**Exercise task**
Duplicate the material below line for line, leaving out the pictures.

Object position labeling material:

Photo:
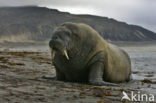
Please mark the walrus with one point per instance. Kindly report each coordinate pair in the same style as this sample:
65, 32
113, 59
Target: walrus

**Task output**
Photo:
Please mark the walrus with one point per instance. Kindly report each coordinate pair in the same style as this sample:
65, 32
113, 59
Target: walrus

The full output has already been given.